→ **Brief 1**
In the mailing list exchange about SCSI drivers and virtual I/O, list each computing abbreviation written in capital letters, once each, in order of first appearance.
→ **Brief 2**
Render this sentence from the mailing list exchange about SCSI drivers into Spanish: "Slightly confused now ... you're saying you did look at the transport class and virtio?"
→ **Brief 3**
Write the next part of the mailing list exchange about SCSI drivers and virtual I/O, starting after its final sentence.

→ **Source excerpt**
============

On 09/03/2009 04:31 PM, Dmitry Torokhov wrote:
> On Thursday 03 September 2009 01:03:02 pm James Bottomley wrote:
>    
>>>> I'm not really asking you to standardise anything (yet).  I was more
>>>> probing for why you hadn't included any of the SCSI control plane
>>>> interfaces and what lead you do produce a different design from the
>>>> current patterns in virtual I/O.  I think what I'm hearing is "Because
>>>> we didn't look at how modern SCSI drivers are constructed" and "Because
>>>> we didn't look at how virtual I/O is currently done in Linux".  That's
>>>> OK (it's depressingly familiar in drivers),
>>>>          
>>> I am sorry that's not the case, the reason we have different design as I
>>> have mentioned above is because we want a generic mechanism which works
>>> for all/most of the GOS's out their and doesn't need to be specific to
>>> Linux.
>>>        
>> Slightly confused now ... you're saying you did look at the transport
>> class and virtio?  But you chose not to do a virtio like interface (for
>> reasons which I'm still not clear on) ...

============

[Point labeling dataset excerpts]
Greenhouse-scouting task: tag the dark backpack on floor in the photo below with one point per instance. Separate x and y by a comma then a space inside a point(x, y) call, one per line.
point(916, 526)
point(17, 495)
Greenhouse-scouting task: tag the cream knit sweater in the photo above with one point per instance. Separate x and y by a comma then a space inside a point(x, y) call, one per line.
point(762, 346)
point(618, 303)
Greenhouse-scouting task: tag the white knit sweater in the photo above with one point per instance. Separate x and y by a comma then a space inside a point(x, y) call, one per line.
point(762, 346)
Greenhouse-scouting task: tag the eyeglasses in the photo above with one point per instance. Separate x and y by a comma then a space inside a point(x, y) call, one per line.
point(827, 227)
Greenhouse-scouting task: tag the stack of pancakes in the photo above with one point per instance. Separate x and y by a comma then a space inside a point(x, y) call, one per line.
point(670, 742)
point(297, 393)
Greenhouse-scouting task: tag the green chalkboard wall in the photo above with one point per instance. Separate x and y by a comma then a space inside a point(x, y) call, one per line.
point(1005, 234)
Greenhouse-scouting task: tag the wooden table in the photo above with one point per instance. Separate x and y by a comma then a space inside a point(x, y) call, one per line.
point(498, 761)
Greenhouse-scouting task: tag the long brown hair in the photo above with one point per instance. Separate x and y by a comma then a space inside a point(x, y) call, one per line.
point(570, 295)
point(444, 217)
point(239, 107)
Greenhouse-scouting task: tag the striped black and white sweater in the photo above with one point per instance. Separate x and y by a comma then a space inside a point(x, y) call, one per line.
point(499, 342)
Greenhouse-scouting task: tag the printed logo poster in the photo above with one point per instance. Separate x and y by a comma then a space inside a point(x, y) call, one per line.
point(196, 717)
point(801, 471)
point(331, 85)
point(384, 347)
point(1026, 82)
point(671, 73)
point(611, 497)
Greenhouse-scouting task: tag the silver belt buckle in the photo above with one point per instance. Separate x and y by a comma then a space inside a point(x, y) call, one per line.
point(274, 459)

============

→ **Expected answer 1**
SCSI, I/O, GOS

→ **Expected answer 2**
Ahora estoy un poco confundido... ¿dices que sí examinaste la clase de transporte y virtio?

→ **Expected answer 3**
>>      
> Virtio is Linux-specific and is not available on older kernels which
> our hypervisor/PVSCSI combination does support. Even if we were to use
> virtio-like schema in the hypervisor code we would have to re-implement
> much of the virtio code for kernels earlier than those shipped in '07
> and do the same for other operating systems for no apparent benefit.
> The PCI device abstraction is self-contained and works well on Windows,
> Linux and other guest operating systems and so it was chosen.
>
>    

Several arguments have a history of never winning when you try to get a 
new bit of code in linux.

Number one in the bad justifications is that your design is good because 
it avoids being "linux specific" closely followed by needing to backport :-)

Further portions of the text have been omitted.